● **Record set**:
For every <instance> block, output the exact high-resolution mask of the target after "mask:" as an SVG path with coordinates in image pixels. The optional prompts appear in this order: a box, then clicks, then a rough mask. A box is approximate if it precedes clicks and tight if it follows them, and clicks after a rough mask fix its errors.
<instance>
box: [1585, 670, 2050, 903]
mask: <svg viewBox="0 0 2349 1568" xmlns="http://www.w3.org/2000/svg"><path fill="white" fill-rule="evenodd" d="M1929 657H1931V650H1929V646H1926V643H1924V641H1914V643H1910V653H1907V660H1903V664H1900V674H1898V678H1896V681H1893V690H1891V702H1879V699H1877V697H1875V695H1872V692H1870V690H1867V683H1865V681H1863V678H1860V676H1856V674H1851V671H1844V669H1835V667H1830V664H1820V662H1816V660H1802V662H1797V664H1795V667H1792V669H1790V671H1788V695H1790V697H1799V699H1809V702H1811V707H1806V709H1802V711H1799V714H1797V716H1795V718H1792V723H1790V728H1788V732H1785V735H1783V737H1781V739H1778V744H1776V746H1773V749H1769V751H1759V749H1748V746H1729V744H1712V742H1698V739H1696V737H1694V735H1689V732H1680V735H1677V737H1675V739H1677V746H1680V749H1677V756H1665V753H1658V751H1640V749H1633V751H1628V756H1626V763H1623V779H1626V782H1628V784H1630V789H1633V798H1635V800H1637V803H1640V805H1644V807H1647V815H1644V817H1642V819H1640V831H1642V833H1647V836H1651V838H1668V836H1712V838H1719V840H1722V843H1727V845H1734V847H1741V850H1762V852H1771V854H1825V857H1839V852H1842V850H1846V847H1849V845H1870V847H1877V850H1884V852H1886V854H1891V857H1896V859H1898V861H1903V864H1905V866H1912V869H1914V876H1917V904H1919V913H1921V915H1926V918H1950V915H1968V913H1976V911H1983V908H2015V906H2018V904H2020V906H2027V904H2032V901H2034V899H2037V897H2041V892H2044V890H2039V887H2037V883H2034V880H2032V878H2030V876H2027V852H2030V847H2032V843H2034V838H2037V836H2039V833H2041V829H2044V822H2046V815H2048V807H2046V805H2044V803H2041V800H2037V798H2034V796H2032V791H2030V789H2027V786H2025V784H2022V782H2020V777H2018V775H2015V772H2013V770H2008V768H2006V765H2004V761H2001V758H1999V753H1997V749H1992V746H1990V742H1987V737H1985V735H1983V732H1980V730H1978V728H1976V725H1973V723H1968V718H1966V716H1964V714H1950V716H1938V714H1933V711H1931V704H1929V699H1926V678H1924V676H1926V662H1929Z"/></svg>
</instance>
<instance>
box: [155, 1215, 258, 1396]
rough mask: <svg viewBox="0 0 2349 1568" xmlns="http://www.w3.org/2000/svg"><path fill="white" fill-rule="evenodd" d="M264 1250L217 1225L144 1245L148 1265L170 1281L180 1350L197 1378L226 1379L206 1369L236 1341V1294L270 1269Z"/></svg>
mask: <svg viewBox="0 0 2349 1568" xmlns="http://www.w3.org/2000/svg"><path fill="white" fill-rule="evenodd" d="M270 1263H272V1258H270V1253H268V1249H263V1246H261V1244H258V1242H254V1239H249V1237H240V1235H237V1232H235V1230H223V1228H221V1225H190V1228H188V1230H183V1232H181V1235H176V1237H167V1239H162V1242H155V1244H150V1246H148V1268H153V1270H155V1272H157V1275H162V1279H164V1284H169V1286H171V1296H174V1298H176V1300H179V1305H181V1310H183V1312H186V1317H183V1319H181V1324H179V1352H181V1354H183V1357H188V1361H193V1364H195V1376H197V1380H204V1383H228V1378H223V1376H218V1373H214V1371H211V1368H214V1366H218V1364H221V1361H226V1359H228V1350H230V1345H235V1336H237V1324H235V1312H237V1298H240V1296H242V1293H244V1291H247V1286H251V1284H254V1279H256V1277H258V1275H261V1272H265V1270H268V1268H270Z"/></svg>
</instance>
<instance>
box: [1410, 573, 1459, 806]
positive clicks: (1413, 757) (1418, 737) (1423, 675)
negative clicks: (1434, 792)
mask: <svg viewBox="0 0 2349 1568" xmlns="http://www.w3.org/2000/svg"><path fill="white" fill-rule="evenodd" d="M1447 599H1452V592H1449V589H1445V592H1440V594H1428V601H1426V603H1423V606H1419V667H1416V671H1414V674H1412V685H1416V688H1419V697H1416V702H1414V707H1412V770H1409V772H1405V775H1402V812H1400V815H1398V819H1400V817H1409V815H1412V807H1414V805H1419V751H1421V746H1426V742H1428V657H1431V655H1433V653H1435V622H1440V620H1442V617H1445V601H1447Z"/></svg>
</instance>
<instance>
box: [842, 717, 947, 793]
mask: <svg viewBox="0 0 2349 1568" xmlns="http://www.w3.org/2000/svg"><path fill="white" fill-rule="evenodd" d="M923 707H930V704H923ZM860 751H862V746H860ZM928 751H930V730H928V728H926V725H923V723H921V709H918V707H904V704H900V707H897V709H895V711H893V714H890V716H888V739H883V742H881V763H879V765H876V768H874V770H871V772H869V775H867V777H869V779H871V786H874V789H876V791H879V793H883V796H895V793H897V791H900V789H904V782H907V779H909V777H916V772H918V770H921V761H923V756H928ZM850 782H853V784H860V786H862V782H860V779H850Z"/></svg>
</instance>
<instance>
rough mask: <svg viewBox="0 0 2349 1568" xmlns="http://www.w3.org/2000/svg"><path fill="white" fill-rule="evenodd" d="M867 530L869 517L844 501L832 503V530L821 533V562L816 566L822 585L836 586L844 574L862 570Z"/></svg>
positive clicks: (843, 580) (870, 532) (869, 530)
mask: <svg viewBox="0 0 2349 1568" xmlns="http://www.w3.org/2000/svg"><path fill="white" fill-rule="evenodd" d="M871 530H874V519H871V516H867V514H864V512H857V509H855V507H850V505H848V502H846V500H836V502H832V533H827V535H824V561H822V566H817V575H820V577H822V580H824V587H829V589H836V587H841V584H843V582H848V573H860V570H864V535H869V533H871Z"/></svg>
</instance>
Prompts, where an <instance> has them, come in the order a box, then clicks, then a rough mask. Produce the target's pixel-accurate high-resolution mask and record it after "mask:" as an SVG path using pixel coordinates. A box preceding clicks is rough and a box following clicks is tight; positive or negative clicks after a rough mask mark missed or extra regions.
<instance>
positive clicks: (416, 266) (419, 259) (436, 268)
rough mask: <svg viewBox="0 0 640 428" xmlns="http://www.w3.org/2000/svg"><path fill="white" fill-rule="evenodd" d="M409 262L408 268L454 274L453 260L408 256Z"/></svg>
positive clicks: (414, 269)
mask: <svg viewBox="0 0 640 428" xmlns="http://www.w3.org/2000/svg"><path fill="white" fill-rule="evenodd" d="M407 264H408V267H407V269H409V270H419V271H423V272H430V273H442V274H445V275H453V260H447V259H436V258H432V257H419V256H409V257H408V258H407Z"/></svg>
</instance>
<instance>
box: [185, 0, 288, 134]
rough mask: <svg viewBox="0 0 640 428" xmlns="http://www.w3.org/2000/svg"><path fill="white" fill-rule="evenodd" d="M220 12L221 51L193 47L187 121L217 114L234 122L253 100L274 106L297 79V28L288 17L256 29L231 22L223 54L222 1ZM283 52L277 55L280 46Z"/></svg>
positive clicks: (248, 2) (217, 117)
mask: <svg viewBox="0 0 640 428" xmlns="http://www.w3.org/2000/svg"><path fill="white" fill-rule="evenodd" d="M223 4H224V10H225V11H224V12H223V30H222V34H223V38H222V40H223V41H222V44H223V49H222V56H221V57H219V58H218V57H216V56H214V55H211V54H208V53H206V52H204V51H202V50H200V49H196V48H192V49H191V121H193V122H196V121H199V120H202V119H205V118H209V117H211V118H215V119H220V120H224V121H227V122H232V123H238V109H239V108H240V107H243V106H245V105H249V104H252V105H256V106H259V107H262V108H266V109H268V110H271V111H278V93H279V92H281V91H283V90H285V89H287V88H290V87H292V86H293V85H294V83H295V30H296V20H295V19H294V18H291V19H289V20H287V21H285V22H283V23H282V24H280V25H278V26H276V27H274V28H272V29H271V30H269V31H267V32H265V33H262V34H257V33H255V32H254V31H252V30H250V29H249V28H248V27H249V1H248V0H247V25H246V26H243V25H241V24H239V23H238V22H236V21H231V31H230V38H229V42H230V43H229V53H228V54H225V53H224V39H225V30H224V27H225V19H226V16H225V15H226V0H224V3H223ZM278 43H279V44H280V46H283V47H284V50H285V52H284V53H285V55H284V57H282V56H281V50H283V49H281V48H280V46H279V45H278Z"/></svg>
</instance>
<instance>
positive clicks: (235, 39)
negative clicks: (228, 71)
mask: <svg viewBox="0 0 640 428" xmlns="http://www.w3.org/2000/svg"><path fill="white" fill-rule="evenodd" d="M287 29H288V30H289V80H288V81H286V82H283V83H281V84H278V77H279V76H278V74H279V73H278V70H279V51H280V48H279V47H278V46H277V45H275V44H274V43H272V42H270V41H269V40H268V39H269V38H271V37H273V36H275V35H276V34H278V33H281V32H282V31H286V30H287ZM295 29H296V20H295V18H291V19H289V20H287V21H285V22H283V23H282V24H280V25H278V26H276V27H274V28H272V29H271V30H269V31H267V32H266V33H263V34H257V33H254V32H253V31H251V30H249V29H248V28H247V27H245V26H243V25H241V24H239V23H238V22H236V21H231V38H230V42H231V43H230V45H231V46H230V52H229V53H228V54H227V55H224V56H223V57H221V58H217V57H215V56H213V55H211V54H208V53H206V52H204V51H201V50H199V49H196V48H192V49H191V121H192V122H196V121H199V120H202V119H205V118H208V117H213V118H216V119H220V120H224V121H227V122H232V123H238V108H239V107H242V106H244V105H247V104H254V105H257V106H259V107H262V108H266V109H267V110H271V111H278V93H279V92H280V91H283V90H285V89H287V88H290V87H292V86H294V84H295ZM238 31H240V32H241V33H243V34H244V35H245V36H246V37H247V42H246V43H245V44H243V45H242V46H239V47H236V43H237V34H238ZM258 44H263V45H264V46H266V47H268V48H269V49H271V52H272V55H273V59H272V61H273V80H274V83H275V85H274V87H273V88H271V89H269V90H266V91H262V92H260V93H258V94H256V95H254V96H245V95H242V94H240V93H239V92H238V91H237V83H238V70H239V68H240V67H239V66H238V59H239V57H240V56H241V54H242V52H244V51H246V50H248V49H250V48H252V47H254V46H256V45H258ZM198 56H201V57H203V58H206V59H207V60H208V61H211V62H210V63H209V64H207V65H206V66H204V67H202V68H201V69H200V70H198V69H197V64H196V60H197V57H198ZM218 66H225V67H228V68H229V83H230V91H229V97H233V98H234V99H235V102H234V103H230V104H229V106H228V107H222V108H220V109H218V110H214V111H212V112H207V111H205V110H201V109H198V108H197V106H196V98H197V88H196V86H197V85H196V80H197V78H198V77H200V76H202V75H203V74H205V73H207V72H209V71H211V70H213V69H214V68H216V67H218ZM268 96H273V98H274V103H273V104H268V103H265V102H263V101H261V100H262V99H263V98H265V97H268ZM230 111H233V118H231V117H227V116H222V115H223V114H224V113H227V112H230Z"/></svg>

● **Task objective**: How many lines in the records contain the string "coordinates"? Reply with the number alone.

● **Task result**: 2